Stored data -
*****

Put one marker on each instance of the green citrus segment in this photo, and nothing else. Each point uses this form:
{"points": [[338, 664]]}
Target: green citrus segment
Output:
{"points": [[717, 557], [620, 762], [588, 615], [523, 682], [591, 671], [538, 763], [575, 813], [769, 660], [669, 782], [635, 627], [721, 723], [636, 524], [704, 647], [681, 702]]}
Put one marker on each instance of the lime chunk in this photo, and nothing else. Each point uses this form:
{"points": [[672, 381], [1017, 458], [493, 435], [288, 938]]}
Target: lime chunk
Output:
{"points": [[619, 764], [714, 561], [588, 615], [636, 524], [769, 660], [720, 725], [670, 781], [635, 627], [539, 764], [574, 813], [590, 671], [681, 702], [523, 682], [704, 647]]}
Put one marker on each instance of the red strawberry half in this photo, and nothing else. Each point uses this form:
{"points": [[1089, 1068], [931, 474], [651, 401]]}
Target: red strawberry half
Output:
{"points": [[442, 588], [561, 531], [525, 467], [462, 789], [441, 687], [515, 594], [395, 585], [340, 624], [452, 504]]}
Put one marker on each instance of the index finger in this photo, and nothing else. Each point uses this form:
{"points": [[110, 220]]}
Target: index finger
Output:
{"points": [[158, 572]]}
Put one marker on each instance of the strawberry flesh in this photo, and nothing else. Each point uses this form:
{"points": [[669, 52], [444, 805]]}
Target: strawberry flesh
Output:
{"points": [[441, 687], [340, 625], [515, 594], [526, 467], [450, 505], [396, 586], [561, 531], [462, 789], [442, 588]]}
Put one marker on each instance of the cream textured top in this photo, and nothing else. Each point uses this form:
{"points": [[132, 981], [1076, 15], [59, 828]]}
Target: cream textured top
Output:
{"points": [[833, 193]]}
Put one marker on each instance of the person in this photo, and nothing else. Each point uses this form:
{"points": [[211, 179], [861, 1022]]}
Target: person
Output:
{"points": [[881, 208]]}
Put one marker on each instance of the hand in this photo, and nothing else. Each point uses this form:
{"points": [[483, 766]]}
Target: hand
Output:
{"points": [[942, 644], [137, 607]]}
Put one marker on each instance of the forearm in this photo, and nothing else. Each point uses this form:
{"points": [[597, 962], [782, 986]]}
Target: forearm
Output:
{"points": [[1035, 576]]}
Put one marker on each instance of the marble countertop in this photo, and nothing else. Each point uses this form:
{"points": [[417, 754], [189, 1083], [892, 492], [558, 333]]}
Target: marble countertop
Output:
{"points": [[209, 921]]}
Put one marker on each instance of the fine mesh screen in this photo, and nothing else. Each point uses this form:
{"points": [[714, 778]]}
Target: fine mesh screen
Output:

*****

Set problem - Return verbatim the part of the entries that opens with the line containing "Put one marker on each instance of the fine" and runs through the end of the entries.

Reply to the exercise -
Put one marker on each instance of the fine mesh screen in this photo, and nothing else. Each point uses this form:
{"points": [[714, 778]]}
Target: fine mesh screen
Output:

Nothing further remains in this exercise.